> [GOAL]: Find every line in the items below that contains the word "above", and copy each of those lines.
** start MATERIAL PROVIDED **
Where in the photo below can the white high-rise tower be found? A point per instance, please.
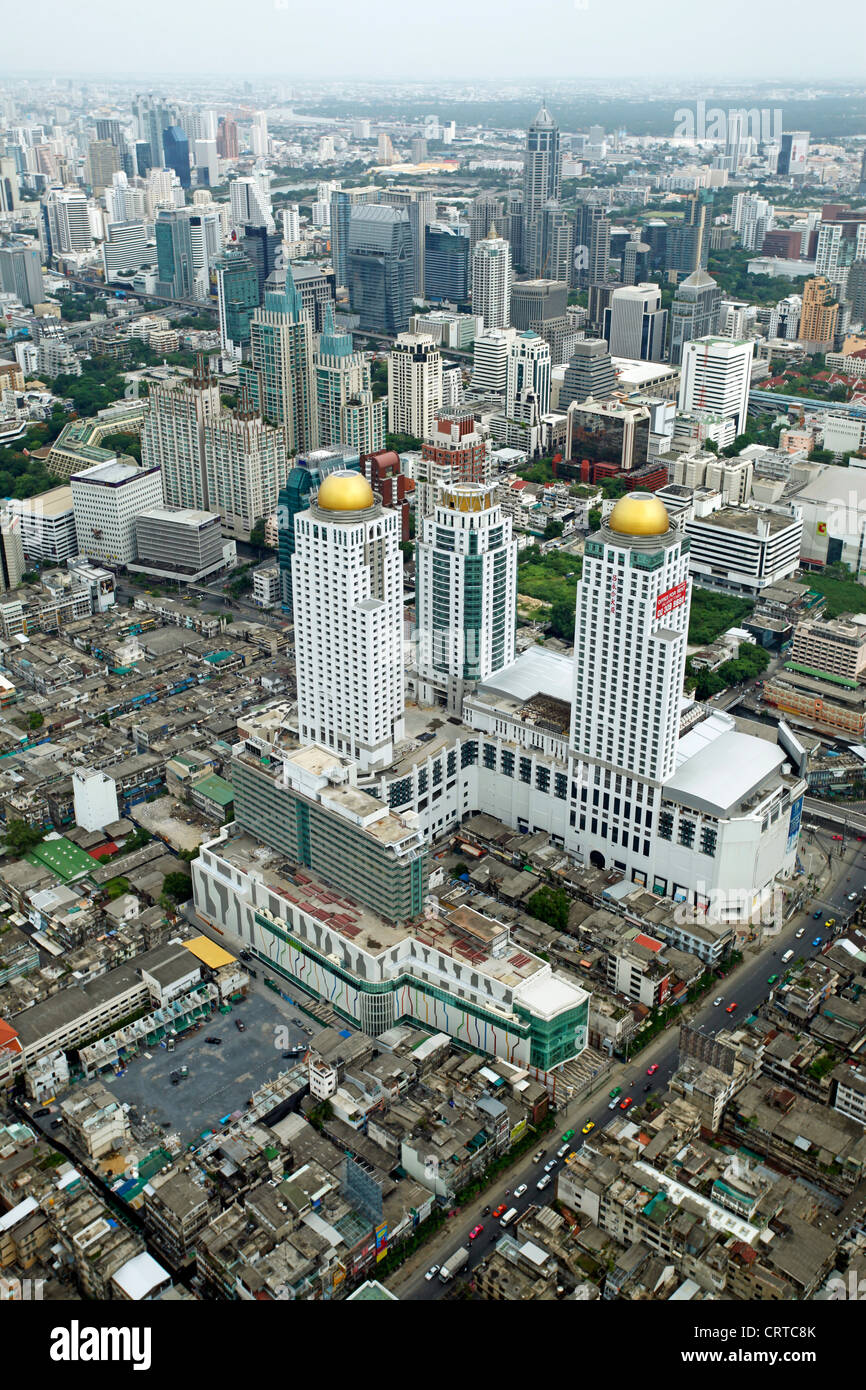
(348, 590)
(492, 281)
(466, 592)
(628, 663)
** end MATERIAL PROVIDED **
** start MATERIAL PROVIDED **
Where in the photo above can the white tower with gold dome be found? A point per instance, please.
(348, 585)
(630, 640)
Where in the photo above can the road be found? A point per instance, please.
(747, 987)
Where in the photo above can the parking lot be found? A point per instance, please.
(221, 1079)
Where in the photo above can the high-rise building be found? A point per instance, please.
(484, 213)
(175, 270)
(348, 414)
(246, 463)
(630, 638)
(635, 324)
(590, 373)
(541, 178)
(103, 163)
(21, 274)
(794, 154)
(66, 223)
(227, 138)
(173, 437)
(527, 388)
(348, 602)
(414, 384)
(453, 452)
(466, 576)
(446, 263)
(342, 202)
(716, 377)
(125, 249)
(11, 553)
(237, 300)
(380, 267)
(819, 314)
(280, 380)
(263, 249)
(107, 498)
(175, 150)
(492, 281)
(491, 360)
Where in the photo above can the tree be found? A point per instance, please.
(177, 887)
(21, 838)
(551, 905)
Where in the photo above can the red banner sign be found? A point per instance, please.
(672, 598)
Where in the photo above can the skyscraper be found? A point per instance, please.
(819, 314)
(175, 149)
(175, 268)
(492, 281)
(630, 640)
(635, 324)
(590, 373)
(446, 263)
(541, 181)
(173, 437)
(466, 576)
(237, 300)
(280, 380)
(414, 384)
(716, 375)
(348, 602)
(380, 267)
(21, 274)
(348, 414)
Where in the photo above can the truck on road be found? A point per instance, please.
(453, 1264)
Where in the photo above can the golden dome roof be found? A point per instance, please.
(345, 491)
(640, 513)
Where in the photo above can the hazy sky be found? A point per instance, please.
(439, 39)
** end MATERIAL PROVIDED **
> [WORKED SOLUTION]:
Where in the photo above can the white tower with gold dome be found? A point per instance, please.
Where in the photo above can the road be found? A point per instance, please.
Where in the photo above can the parking lot be found? A point per instance, please.
Where in the photo above can the high-rise building be found? A point per instance, please.
Where in the photo above can the tree be found? A point per instance, please.
Where in the photo above can the red banner sign be found? A point per instance, please.
Where in the photo above can the skyscraper be found? A point per instance, please.
Where in the photo above can the truck on road be found? A point per instance, please.
Where in the photo above can the golden dome roof be found? A point per instance, please.
Where in the photo above can the hazy sky be found? A point per instance, please.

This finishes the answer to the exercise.